Text shown —
******

Reading text from a webpage

Started by Ron47, July 24, 2013, 07:00:12 AM

Previous topic - Next topic

Ron47

Hi,

I'd like to read text from webpages and I'm trying the example in your documentation:
Internet_Explorer_Q02
which includes:
Code (winbatch) Select
objBrowser = ObjectCreate("InternetExplorer.Application")
objBrowser.visible = @FALSE
objBrowser.navigate ("http://www.winbatch.com") ;to access an internet file




Your sample code works with some web pages but not others. For example.

http://www.hp.com/   returns no text.

http://www.sfchronicle.com/    and other sites return an error message:

Ole: Unknown name
Code (winbatch) Select
objBrowserBody=objBrowserDoc.Body

(I'm using IE 10)

Is there a better way to do this?

Thanks!
Ron

Deana

I tested that code sample on my Windows 7 System with IE 10. All three website returned a VT_NULL for the Text property of the Text Range object.

I managed to create some working code using the innerText property:

Code (winbatch) Select
;url = 'http://www.hp.com'
url = 'http://www.winbatch.com'
;url = 'http://www.sfchronicle.com'

objBrowser = ObjectCreate("InternetExplorer.Application")
objBrowser.visible = @FALSE
objBrowser.navigate (url) ;to access an internet file
While objBrowser.readystate <> 4
       TimeDelay(0.5)
EndWhile
objBrowserDoc = objBrowser.Document
objBrowserBody = objBrowserDoc.Body
Message("InnerText", objBrowserBody.InnerText )

;Close objects
;objBrowserPage = 0
objBrowserBody = 0
objBrowserDoc = 0
objBrowser.Quit
objBrowser = 0
Exit


It is currently unclear why the CreateTextRange object and Text property method no longer works. Here is a link to some documentation about the InnerText object. http://msdn.microsoft.com/en-us/library/ie/ms533899(v=vs.85).aspx

I will update the code sample in the help file.

******

Pointing dataset records
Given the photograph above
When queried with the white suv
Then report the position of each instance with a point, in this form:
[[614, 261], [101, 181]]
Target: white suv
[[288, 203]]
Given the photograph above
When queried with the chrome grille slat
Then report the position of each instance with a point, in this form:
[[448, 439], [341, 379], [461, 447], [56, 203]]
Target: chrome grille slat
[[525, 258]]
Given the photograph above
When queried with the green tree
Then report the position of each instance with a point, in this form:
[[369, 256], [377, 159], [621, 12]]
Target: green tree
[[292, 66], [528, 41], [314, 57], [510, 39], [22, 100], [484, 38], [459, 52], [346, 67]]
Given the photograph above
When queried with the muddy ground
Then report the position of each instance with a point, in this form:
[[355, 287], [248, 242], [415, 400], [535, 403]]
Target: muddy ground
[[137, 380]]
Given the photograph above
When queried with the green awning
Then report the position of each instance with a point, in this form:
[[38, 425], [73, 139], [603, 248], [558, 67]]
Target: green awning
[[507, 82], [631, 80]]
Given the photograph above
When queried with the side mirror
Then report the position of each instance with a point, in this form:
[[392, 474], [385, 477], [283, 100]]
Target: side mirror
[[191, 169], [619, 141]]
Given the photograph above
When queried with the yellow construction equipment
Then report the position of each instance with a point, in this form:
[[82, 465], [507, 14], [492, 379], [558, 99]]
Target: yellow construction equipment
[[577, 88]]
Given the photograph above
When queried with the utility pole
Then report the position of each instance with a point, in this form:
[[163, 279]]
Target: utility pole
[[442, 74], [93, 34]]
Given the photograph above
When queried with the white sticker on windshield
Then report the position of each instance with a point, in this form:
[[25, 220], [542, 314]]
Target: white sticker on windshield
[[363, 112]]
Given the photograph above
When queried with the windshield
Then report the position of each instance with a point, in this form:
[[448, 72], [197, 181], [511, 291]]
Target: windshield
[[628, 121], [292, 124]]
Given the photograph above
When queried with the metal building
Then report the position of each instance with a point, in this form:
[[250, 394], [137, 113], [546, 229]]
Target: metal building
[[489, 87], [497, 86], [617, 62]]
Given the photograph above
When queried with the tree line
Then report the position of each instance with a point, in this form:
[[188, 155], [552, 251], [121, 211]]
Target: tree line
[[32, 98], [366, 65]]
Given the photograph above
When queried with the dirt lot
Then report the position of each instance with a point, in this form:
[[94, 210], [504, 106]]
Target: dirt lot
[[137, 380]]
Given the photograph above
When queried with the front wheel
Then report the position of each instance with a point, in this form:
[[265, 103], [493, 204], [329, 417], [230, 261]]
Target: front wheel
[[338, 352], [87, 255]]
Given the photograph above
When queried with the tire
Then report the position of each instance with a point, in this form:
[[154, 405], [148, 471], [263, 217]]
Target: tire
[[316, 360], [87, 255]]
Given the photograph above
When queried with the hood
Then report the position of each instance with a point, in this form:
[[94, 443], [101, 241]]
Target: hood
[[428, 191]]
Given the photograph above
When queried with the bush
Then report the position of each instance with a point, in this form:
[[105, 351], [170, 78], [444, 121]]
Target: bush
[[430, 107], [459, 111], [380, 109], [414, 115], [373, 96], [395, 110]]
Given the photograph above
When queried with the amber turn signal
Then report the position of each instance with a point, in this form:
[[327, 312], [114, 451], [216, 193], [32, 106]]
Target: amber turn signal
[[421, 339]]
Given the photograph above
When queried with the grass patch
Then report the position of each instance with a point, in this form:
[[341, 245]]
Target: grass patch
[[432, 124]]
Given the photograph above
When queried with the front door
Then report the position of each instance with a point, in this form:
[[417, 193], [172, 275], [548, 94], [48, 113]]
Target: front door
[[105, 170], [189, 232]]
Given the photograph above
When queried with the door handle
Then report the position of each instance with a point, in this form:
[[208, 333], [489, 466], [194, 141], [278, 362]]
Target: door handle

******

Exercise instructions —
1. In the forum thread about reading webpage text, which property did the working code use to retrieve the page text?
2. Repeat the passage of the forum thread about reading webpage text, starting at "I tested that" and ending at "TimeDelay(0.5)".
3. Go on with the forum thread about reading webpage text from the point where it stops.

Responses for each task —
1. The innerText property.

2.
I tested that code sample on my Windows 7 System with IE 10. All three website returned a VT_NULL for the Text property of the Text Range object.

I managed to create some working code using the innerText property:

Code (winbatch) Select
;url = 'http://www.hp.com'
url = 'http://www.winbatch.com'
;url = 'http://www.sfchronicle.com'

objBrowser = ObjectCreate("InternetExplorer.Application")
objBrowser.visible = @FALSE
objBrowser.navigate (url) ;to access an internet file
While objBrowser.readystate <> 4
       TimeDelay(0.5)

3.
Deana F.
Technical Support
Wilson WindowWare Inc.

stanl

Quote from: Deana on July 24, 2013, 09:05:56 AM

It is currently unclear why the CreateTextRange object and Text property method no longer works.

Just navigate to the HP site and hit F12. You will see why.

Deana

Quote from: stanl on July 24, 2013, 11:56:05 AM
Quote from: Deana on July 24, 2013, 09:05:56 AM

It is currently unclear why the CreateTextRange object and Text property method no longer works.

Just navigate to the HP site and hit F12. You will see why.

Stan,
Are you referring to the HTML Tab | Body Node |  Text - Empty Text Node?
Deana F.
Technical Support
Wilson WindowWare Inc.

Ron47

Thanks.

It's now working for the HP site but I still get the same Ole "Unknown name" error for
sfchronicle, yahoo and other sites.

Ron

Deana

Quote from: Ron47 on July 24, 2013, 12:35:53 PM
Thanks.

It's now working for the HP site but I still get the same Ole "Unknown name" error for
sfchronicle, yahoo and other sites.

Ron

I recommend using DebugTrace. Simply add DebugTrace(@on,"trace.txt") to the beginning of the script and inside any UDF, run it until the error or completion, then inspect the resulting trace file for clues as to the problem.

Feel free to post the trace file here ( removing any private info) if you need further assistance.
Deana F.
Technical Support
Wilson WindowWare Inc.

Ron47

The objBrowserDoc.Body returns a value of 0 with Yahoo and some other sites.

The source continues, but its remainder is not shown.